__Set task__. Reproduce the records starting at the line that contains "Mark a point on each instance of the man in gray" and ending at the line that contains "(1120, 171)", both lines included and the requests kept in. Offset each x and y coordinate in the answers by adding 34, and leave out every line outside that range.

--

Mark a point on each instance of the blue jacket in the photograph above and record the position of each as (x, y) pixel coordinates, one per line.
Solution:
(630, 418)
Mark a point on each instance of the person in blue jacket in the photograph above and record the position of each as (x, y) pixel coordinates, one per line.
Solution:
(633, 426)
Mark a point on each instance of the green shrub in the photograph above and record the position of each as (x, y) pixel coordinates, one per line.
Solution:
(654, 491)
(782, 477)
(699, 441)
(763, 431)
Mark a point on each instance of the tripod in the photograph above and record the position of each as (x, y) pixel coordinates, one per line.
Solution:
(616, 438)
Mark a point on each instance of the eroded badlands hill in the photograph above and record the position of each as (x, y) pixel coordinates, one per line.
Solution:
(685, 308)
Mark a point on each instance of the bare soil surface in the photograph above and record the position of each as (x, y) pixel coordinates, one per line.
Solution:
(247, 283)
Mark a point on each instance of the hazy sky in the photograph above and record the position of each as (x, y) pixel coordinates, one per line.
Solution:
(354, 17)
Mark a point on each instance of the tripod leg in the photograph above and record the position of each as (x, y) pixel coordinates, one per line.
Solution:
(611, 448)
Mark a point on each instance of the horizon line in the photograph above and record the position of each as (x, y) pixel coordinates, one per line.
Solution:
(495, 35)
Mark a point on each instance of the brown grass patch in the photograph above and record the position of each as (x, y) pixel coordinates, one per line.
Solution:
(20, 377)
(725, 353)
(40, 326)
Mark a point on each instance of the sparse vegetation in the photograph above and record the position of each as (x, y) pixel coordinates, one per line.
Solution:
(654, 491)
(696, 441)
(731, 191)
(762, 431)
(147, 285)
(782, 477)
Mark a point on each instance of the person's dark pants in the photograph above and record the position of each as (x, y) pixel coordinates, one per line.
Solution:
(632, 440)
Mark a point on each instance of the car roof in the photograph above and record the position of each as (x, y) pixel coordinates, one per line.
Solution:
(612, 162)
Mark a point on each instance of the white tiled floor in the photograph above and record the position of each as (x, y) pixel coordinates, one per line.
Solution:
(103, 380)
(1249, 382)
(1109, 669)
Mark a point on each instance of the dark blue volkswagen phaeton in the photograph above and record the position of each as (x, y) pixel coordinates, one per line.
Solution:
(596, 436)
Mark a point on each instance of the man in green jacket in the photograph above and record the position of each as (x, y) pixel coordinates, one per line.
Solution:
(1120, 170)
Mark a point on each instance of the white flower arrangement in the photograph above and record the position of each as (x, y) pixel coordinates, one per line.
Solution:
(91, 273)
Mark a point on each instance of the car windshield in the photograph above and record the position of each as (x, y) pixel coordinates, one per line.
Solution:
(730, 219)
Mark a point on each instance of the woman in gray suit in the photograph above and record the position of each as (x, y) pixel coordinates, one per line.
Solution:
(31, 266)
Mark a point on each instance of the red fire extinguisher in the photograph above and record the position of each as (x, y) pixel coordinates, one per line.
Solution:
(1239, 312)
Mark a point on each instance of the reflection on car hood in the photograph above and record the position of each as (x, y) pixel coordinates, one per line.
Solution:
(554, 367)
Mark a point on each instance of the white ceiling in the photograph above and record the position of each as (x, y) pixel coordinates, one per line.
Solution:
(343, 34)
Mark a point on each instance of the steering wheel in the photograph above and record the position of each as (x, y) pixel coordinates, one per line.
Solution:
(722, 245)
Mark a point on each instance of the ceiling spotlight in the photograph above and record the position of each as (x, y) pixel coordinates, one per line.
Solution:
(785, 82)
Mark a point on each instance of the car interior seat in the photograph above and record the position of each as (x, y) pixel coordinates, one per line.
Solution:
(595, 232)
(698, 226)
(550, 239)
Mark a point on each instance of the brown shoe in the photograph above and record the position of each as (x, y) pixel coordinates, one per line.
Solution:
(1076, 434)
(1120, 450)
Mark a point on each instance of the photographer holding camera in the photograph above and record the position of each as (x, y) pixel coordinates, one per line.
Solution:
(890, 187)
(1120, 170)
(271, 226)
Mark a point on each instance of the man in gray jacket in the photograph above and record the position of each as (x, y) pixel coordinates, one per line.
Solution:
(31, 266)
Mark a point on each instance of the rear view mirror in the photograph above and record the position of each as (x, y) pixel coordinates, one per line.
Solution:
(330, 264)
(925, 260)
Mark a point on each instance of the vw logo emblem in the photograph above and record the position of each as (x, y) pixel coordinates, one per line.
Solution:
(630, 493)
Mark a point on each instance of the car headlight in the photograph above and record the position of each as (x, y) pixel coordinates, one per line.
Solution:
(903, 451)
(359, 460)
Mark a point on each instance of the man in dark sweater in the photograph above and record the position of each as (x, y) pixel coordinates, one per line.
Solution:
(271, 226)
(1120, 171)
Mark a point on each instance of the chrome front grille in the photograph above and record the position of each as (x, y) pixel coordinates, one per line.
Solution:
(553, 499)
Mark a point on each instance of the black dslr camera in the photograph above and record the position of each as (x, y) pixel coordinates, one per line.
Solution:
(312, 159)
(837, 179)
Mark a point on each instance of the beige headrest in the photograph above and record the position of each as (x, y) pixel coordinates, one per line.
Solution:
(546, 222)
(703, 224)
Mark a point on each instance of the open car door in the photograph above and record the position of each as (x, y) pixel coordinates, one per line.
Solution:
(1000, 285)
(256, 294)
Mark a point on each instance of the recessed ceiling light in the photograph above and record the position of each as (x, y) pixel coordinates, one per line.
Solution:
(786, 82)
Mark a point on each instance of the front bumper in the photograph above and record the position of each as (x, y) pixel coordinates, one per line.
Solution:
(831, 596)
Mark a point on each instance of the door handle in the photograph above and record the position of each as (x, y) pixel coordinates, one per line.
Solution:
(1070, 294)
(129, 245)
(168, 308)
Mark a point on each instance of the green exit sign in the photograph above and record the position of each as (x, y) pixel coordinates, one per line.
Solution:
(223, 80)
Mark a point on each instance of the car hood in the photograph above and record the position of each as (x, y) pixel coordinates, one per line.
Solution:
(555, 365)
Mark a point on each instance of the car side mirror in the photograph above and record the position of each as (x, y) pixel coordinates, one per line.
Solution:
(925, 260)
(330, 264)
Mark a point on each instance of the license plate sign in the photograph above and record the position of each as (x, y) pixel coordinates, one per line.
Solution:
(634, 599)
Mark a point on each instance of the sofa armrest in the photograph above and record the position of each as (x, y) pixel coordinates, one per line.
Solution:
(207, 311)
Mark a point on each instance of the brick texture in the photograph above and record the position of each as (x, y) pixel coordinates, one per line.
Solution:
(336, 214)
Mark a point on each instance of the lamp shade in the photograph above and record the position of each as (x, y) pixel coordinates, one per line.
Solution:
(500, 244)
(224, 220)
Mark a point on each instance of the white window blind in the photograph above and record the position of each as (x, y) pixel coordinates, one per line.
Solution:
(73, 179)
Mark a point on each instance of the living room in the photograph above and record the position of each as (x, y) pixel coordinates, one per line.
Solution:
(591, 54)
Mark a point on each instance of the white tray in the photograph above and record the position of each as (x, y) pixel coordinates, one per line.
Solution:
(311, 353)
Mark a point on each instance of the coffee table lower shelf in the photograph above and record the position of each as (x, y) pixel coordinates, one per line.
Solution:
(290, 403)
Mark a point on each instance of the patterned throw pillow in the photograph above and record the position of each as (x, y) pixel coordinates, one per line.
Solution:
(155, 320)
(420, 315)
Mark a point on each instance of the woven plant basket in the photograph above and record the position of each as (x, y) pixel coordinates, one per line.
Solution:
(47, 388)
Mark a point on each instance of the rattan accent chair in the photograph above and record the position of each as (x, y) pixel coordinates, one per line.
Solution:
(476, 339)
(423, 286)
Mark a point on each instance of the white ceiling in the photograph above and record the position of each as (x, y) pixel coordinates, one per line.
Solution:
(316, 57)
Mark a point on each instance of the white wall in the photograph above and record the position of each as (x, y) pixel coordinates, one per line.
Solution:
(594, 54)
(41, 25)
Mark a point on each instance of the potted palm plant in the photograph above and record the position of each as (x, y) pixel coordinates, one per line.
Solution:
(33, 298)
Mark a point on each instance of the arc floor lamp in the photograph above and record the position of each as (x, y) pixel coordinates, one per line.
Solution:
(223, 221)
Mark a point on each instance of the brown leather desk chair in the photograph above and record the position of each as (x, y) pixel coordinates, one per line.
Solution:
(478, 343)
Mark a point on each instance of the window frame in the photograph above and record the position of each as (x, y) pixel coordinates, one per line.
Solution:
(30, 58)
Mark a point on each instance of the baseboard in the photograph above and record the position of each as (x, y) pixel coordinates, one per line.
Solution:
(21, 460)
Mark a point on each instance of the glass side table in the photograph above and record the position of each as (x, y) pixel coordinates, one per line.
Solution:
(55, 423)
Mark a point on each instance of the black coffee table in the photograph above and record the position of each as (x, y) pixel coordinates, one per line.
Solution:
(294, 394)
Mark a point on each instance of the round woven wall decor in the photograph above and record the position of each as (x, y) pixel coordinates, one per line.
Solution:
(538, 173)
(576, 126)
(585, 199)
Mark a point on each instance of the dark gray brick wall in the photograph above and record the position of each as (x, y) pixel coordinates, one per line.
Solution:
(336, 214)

--

__The answer__.
Mark a point on each instance of the man in gray jacket in the photograph above and record the position of each as (x, y) pixel coordinates, one per line.
Solution:
(65, 300)
Mark a point on each instance of the rear view mirror in the photograph above and record the position of each as (x, y) pixel coordinates, one per line.
Solution:
(364, 298)
(959, 294)
Mark a point on each instance of the vw logo emblem in the photograph above and record the position of each as (x, y) pixel coordinates, one per line.
Solution:
(664, 527)
Mark a point on each instance of the car headlight in the photograph above and record the position of each as (x, y) pixel coordinates, one per line.
Solution:
(937, 485)
(393, 494)
Mark a point on each instance of the man in dark sweater in the photograph above and record the position of each as (x, y) pixel coordinates, one per line.
Solution:
(305, 260)
(1154, 205)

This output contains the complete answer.